%%

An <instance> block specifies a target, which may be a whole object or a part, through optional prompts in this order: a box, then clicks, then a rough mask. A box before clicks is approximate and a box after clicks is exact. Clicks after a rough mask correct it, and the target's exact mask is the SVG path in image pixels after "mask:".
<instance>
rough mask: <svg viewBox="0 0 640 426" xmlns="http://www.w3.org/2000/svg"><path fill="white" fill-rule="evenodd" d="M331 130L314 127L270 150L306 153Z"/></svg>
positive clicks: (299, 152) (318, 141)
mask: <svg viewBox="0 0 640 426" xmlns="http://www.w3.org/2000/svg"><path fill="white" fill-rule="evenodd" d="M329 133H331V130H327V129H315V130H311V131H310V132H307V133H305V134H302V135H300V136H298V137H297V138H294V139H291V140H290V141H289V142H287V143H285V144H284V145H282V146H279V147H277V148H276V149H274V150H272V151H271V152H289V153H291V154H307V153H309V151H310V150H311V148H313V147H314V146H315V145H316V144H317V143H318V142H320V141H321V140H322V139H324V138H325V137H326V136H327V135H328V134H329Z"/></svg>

%%
%%

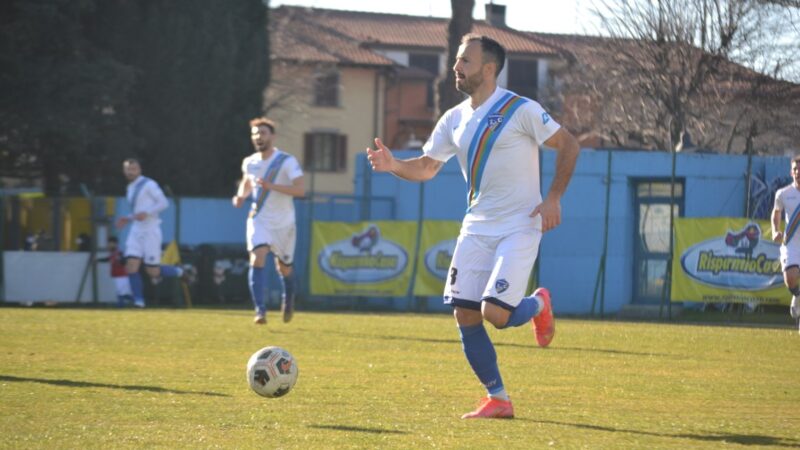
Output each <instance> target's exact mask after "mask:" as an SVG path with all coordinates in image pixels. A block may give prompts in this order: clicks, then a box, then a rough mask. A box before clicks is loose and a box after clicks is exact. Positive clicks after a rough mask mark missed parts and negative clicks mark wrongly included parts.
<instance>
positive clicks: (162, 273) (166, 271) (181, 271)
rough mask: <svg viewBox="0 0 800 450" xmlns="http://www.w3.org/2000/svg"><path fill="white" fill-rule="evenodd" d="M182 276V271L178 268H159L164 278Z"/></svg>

%%
%%

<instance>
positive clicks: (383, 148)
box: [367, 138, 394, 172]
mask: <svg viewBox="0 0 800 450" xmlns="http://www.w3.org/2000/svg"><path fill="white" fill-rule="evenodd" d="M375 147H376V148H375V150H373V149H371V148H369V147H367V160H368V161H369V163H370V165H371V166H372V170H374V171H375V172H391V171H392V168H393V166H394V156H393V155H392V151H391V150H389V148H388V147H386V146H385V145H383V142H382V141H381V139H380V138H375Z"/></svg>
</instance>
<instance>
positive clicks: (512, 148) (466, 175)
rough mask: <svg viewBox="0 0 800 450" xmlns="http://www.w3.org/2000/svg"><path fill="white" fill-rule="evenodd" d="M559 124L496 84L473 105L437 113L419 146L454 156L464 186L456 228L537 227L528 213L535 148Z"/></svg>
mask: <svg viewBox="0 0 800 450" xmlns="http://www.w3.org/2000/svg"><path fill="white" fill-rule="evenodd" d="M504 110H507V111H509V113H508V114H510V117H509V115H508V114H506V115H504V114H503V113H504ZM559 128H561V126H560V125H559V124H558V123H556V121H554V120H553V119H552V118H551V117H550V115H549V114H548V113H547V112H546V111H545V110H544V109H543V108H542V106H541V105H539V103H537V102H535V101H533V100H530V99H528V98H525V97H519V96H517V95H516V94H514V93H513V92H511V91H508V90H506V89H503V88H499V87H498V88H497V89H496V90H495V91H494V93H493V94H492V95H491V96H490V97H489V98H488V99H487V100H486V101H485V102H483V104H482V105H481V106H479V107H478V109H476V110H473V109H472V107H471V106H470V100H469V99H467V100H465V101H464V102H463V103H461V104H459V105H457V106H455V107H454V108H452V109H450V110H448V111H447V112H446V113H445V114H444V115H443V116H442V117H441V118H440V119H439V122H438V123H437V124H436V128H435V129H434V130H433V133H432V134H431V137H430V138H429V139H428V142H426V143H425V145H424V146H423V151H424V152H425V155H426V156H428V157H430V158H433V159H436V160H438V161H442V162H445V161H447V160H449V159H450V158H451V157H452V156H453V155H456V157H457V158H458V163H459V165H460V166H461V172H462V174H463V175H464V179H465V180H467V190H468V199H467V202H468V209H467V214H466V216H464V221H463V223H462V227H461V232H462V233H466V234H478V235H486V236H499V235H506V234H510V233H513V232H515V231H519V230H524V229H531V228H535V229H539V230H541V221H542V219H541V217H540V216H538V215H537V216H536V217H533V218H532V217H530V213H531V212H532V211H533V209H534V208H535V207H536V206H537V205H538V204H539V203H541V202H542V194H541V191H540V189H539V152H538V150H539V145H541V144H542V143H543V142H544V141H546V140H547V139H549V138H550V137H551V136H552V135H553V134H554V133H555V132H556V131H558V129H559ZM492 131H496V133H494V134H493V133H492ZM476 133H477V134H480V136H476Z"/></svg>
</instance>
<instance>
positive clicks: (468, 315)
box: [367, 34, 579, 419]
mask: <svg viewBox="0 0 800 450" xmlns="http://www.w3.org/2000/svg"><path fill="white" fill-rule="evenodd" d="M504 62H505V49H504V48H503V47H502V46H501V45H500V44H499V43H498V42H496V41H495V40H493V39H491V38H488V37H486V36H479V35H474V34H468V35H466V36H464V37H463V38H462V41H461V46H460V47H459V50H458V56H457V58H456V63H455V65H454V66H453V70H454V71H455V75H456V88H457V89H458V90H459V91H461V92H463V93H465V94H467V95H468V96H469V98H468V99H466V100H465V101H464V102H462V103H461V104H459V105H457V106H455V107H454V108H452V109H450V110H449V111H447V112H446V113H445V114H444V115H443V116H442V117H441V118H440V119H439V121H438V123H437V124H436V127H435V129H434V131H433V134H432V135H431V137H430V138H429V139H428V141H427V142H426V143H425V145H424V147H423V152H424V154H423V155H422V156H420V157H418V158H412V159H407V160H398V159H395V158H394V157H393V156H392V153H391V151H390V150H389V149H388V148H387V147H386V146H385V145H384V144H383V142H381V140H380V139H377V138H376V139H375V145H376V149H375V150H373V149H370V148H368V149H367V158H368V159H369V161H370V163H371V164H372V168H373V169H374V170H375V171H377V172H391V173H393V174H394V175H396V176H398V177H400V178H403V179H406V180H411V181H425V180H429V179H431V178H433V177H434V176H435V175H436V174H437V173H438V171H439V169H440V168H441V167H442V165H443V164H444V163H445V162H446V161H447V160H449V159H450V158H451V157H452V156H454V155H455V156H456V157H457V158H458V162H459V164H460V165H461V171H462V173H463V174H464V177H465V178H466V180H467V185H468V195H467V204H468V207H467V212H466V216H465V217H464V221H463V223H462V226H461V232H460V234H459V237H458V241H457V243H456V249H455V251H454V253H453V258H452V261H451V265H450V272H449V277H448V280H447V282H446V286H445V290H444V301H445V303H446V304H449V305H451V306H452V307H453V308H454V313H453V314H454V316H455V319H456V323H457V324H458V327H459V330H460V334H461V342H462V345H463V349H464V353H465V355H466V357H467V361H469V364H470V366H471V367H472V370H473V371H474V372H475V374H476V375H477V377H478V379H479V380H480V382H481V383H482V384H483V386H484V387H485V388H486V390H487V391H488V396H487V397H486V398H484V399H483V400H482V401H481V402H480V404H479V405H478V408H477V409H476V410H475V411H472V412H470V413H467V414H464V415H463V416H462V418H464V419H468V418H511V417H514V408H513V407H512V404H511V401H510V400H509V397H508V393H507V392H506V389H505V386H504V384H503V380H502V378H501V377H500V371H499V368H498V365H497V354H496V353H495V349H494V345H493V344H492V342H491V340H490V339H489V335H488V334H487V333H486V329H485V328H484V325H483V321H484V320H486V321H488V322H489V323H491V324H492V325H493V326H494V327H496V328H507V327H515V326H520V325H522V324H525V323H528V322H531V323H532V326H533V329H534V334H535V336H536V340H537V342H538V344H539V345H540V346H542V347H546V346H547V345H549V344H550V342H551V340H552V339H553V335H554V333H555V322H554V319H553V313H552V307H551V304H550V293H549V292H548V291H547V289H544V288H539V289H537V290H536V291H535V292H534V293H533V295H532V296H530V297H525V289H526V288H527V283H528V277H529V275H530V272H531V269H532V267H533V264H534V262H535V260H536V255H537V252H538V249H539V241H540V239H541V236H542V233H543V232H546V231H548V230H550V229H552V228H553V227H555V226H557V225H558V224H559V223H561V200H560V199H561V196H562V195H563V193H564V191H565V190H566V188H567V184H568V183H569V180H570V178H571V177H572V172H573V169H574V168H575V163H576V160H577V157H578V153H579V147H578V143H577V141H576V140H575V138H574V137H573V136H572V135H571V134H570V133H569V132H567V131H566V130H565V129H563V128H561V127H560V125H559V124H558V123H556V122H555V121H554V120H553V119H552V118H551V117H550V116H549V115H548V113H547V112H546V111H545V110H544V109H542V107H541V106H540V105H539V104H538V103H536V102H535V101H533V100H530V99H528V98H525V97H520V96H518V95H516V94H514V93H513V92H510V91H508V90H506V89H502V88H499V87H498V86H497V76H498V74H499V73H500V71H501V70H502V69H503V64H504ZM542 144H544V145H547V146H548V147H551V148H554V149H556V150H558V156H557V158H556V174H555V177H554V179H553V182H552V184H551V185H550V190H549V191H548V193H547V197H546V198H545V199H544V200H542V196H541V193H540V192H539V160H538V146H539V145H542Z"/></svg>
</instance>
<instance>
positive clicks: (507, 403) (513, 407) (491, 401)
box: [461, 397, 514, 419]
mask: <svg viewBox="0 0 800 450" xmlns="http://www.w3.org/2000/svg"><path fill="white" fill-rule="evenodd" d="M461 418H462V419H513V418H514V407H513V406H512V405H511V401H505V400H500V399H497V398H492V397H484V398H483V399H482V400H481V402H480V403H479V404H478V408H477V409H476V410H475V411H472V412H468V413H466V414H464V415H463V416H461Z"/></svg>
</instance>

%%

▶ **AIM OF THE EXERCISE**
Wherever the string "after" shows up in the material, copy the line that holds it.

▶ **WRITTEN SOLUTION**
An <instance> block specifies a target, which may be a whole object or a part, through optional prompts in this order: a box, then clicks, then a rough mask. A box before clicks is approximate and a box after clicks is exact. Clicks after a rough mask correct it, and the target's exact mask is the SVG path in image pixels after "mask:".
Output each <instance> target's exact mask after "mask:" as an SVG path with all coordinates in image pixels. A block may give prompts in this order: clicks, then a box, then a rough mask. A box before clicks is loose and a box after clicks is exact. Positive clicks after a rough mask mark missed parts and negative clicks mark wrongly included parts.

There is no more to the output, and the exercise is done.